Start of Dataset
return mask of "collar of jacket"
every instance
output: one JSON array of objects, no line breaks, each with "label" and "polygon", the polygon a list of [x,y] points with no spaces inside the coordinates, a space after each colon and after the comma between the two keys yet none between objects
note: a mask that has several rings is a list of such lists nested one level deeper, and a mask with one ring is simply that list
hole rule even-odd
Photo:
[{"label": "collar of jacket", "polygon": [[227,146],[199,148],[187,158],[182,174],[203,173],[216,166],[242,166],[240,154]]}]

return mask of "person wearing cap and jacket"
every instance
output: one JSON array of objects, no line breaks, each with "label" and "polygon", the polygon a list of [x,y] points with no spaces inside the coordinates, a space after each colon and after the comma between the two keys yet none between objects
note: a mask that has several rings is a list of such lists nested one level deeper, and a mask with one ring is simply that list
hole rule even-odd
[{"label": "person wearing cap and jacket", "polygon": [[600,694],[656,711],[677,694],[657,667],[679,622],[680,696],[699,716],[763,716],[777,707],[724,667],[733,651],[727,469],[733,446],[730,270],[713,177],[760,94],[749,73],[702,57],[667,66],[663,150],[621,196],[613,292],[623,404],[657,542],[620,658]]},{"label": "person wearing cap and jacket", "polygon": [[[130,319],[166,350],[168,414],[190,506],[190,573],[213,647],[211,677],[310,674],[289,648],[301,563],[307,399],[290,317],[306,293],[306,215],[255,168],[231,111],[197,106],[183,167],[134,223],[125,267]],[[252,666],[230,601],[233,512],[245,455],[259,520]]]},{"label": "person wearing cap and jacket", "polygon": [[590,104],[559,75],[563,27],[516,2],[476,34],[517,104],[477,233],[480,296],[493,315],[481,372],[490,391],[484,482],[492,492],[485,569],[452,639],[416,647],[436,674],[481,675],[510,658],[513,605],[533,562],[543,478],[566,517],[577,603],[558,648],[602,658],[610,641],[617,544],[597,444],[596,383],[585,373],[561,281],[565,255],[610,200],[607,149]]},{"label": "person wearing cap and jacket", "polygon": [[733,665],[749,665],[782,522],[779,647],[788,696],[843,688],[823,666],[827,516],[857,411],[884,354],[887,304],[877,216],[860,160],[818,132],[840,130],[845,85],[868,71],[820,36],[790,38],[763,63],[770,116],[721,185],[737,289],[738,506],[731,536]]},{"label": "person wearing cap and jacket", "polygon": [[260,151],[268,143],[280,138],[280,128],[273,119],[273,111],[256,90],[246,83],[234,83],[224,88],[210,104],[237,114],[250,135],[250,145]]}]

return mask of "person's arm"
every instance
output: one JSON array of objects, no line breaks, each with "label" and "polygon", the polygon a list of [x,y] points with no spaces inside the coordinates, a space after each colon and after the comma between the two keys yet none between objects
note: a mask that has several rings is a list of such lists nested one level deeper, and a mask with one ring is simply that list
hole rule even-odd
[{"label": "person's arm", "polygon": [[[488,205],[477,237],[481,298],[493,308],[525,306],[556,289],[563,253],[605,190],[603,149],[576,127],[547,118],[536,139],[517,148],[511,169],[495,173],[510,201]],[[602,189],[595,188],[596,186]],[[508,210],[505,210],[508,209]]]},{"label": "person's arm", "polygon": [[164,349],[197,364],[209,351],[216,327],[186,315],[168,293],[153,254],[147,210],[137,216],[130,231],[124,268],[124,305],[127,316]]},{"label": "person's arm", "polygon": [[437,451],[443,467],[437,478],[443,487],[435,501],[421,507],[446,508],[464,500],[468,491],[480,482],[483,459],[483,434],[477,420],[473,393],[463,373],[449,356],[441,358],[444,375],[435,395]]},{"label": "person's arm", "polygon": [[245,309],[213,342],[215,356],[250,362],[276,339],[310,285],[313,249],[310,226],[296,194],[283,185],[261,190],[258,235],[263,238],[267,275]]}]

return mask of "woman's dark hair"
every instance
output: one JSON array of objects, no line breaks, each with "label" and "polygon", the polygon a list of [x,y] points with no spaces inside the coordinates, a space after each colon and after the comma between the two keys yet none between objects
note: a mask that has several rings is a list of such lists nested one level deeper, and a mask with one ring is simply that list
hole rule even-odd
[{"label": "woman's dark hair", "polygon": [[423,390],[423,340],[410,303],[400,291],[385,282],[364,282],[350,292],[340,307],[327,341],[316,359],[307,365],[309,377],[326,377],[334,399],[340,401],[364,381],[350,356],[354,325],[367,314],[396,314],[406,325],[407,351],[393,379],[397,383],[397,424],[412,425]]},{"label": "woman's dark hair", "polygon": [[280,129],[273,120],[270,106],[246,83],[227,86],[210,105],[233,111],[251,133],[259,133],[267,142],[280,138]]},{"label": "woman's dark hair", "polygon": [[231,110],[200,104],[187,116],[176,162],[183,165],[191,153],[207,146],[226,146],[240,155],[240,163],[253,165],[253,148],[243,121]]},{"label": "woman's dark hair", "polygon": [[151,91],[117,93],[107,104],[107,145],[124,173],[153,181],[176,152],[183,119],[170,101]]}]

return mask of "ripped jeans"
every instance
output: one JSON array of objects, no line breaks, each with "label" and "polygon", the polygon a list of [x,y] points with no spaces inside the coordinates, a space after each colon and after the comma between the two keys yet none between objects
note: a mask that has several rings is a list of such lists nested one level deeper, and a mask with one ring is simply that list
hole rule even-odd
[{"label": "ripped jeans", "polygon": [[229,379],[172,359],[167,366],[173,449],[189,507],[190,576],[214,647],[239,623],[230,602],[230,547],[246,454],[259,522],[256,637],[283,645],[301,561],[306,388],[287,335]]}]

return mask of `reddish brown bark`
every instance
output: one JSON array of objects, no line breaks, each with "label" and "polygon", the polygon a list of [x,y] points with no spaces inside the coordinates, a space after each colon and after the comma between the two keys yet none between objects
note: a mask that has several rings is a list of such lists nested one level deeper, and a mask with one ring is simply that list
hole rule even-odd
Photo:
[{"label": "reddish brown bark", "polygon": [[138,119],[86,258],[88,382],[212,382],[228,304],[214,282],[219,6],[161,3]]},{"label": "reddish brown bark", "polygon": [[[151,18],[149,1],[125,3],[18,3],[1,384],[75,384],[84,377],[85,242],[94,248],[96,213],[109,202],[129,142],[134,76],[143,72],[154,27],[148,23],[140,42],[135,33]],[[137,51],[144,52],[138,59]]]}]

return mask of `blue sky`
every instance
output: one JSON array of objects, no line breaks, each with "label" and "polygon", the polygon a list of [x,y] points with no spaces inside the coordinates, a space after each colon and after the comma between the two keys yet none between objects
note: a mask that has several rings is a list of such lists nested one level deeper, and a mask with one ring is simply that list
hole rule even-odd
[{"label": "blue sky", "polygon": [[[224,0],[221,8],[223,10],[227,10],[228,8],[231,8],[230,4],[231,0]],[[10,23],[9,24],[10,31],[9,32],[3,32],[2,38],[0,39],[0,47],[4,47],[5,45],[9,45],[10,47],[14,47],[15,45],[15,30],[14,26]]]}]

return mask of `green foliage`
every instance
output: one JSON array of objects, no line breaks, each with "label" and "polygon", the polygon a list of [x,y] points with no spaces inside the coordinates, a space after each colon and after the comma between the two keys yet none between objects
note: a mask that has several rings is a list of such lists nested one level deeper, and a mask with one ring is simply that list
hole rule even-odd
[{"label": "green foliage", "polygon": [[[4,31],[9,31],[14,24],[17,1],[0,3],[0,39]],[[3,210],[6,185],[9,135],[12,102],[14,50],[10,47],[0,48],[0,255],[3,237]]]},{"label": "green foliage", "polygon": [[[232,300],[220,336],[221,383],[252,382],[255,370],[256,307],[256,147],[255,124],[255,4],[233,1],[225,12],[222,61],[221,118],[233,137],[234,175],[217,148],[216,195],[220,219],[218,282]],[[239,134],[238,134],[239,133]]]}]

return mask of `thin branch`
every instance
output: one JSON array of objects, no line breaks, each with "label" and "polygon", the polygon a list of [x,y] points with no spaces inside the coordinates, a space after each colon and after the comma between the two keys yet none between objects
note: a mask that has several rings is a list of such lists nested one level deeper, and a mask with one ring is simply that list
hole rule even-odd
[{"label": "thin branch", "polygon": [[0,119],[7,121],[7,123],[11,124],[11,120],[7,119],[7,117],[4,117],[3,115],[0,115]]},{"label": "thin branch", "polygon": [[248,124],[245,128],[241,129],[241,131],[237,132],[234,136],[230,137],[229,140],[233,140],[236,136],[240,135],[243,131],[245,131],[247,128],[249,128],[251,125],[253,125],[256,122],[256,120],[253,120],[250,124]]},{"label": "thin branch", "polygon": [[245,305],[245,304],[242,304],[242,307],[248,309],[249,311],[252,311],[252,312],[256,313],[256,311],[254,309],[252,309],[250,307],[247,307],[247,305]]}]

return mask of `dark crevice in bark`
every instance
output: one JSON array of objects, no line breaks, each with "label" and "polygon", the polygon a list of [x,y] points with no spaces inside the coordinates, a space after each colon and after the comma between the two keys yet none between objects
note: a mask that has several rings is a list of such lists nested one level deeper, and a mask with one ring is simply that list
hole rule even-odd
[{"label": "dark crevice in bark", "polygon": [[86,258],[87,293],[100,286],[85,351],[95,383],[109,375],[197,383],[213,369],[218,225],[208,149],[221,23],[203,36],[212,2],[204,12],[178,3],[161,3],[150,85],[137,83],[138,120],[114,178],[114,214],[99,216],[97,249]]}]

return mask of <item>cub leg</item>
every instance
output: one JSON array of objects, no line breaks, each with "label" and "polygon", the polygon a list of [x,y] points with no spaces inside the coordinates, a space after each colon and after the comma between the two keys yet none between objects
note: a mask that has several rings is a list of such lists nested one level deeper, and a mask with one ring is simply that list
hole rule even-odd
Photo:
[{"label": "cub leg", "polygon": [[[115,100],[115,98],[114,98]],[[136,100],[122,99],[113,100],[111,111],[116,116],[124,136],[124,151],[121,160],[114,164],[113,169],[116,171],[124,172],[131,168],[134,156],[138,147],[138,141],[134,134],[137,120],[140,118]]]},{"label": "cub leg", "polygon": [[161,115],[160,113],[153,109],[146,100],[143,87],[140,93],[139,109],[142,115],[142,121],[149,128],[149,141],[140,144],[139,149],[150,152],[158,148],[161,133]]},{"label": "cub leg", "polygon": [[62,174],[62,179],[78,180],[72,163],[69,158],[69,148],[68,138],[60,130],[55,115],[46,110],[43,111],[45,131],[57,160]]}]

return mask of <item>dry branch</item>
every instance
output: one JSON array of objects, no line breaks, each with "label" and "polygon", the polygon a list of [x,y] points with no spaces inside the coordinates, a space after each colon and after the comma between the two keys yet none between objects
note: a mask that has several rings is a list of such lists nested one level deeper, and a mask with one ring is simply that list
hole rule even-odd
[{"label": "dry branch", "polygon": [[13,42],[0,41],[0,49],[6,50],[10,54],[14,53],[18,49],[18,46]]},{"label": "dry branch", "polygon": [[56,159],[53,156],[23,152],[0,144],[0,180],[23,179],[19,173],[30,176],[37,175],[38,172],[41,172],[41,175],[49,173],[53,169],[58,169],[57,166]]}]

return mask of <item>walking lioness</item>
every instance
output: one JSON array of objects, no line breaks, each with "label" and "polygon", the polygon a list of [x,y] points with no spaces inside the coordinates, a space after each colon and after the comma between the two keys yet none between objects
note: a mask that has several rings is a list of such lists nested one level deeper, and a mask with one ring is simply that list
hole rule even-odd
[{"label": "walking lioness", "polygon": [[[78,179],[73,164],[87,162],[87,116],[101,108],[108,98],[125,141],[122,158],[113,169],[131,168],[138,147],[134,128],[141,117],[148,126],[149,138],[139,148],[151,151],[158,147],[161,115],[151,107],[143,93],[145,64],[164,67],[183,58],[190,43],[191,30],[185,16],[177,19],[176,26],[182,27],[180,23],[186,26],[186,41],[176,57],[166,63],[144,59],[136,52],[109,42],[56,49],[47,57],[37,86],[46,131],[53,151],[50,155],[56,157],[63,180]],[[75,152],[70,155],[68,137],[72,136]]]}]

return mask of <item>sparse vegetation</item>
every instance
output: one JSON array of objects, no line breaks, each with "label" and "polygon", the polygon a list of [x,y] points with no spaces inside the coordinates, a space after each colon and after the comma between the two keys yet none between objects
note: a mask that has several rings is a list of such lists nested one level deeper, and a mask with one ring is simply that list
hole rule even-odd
End of Dataset
What the task asks
Reproduce the listing starting at the line "return mask of <item>sparse vegetation</item>" and ending at the end of the listing, changing "every instance" to "all instances" and keeping everything else the same.

Reply
return mask of <item>sparse vegetation</item>
all instances
output: one JSON array of objects, no line breaks, each with "label" and "polygon", the polygon a list of [x,y] points with no spaces inside the coordinates, a space after each colon and after the comma between the two keys yet none between objects
note: a mask that has several rings is a list of such lists nested one level deeper, and a mask with one ring is simply that list
hole rule even-odd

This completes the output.